PROVIDED ENTRIES section start
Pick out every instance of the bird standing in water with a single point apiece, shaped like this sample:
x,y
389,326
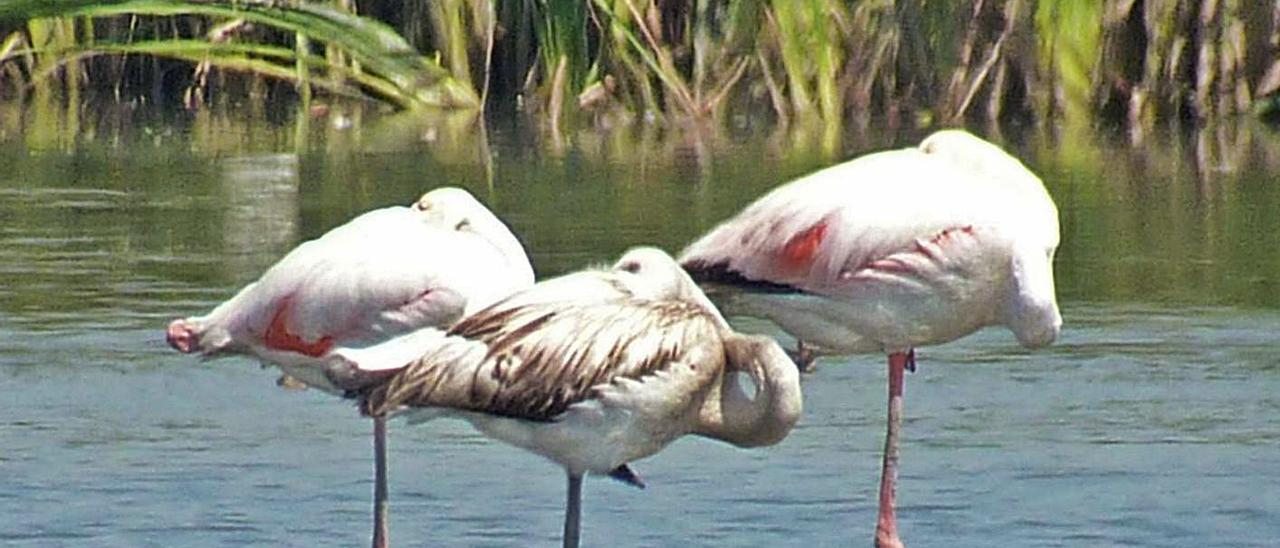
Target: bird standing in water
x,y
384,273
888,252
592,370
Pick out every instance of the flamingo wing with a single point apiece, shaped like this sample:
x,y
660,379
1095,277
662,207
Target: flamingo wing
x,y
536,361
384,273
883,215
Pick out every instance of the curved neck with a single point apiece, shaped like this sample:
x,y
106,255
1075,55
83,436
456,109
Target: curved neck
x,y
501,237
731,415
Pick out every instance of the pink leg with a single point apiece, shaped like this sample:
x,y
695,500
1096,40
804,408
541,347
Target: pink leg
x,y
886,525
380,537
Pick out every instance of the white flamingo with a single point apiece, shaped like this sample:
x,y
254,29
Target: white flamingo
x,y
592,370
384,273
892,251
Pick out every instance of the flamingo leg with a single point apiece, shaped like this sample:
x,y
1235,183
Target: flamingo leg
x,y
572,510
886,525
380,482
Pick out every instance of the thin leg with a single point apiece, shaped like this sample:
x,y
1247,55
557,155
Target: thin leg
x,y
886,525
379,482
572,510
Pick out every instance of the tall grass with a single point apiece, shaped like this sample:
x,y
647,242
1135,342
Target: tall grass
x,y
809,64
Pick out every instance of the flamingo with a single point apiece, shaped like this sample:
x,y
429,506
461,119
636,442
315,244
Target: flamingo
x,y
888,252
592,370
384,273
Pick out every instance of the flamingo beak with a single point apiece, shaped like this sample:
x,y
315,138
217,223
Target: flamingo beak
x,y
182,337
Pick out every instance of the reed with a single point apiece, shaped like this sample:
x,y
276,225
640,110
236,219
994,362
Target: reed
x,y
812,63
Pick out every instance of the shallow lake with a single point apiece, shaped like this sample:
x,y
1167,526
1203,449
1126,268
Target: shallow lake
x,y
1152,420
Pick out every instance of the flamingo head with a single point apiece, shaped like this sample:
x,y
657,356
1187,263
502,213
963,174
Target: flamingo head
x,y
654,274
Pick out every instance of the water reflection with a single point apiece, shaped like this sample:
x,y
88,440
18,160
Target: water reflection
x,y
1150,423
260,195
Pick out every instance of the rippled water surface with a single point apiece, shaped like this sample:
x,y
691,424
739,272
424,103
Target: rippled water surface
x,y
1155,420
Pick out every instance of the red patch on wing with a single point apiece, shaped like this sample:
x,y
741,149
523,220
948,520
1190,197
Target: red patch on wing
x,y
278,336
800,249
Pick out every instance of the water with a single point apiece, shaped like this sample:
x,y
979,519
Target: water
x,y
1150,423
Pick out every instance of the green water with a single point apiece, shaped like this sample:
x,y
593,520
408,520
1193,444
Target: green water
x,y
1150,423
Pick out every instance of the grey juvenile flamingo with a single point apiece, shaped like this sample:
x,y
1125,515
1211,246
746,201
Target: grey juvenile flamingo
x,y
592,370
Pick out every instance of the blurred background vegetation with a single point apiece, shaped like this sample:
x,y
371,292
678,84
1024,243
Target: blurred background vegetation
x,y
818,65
PROVIDED ENTRIES section end
_WHAT IS EXPECTED_:
Leave out the pictures and give the rest of the records again exactly.

_REPLY TO THE TASK_:
Pick out every instance of the bird standing in water with a single point apiece, shaped like this sample:
x,y
389,326
Target: bird standing in water
x,y
384,273
888,252
592,370
Pick out every instance of the flamingo wing with a single point apiece, shaped like this sample:
x,y
660,379
1095,277
662,207
Target: flamingo wing
x,y
536,361
384,273
883,215
Pick out every instance of the curved neck with a single point apiece, shaped like this sample:
x,y
106,255
1075,55
83,436
456,109
Target: curved neck
x,y
501,237
731,415
Pick out every instance of the pink leg with a single point apiece, shaped like this sample:
x,y
695,500
1096,40
804,408
541,347
Target: pink leg
x,y
886,525
380,537
Pick out every instance of the white flamingo with a single point apiece, shaped like this sample:
x,y
254,29
Target: white flamingo
x,y
592,370
384,273
892,251
Pick out every instance of the flamingo leg with a single point apiece, shaped like this sample:
x,y
1235,183
Target: flamingo leg
x,y
572,510
886,525
380,482
Pick out every instance of the thin leg with a single point apiece, shaped like this sample:
x,y
1247,55
557,155
Target: thin leg
x,y
886,525
379,482
572,510
Pick out every instance of the tall grass with a single point apiece, shaped like this sample:
x,y
647,242
1135,342
Target: tall grass
x,y
809,64
Pick out every instance of the flamingo with a single point apiece, shaped like this sample:
x,y
429,506
461,119
636,442
315,244
Target: flamingo
x,y
888,252
592,370
384,273
Pick out every instance of the flamingo beak with a single point apiece, shaped like this sample:
x,y
315,138
217,223
Target: flamingo beak
x,y
182,337
Pick out every instance of the reed with a single point apiece, shaped like this sample:
x,y
276,225
640,110
236,219
994,362
Target: reed
x,y
812,63
Pick out every instance of the shallow lake with a single point apiece, shaped like this sample:
x,y
1167,526
1203,449
1126,268
Target: shallow lake
x,y
1152,420
Pick out every instance of the flamingo head with a single point apiece, shaped like this sample:
x,y
657,356
1187,263
502,213
963,174
Target: flamingo head
x,y
654,274
Pick out every instance of the water reflection with a single point apiece, shaped like this sample:
x,y
88,440
18,160
Target: water reflection
x,y
1150,423
260,195
Pick out every instance of the rippled water surface with a single point apiece, shaped like this sample:
x,y
691,424
739,272
424,103
Target: rippled water surface
x,y
1155,420
Pick out every instance of the red patch on wing with a single point apiece, shaped like this sample:
x,y
741,149
523,220
948,520
1190,197
Target: red patch on wing
x,y
278,336
800,249
Pick out every instance of the water with a single point apiece, shaped like this sample:
x,y
979,519
Target: water
x,y
1150,423
Pick out every instance of the green water with a single point apiece, shaped like this sample:
x,y
593,520
408,520
1193,444
Target: green water
x,y
1150,423
Pick out every instance of the grey juvenile flamingo with a single point apiece, shaped like this sample:
x,y
1125,515
1211,246
746,201
Target: grey juvenile flamingo
x,y
592,370
Pick out every instance of the blurred background vegetation with a single point apiece, shaped like this sample:
x,y
371,292
678,84
1024,243
Target: blurred background vegetation
x,y
818,65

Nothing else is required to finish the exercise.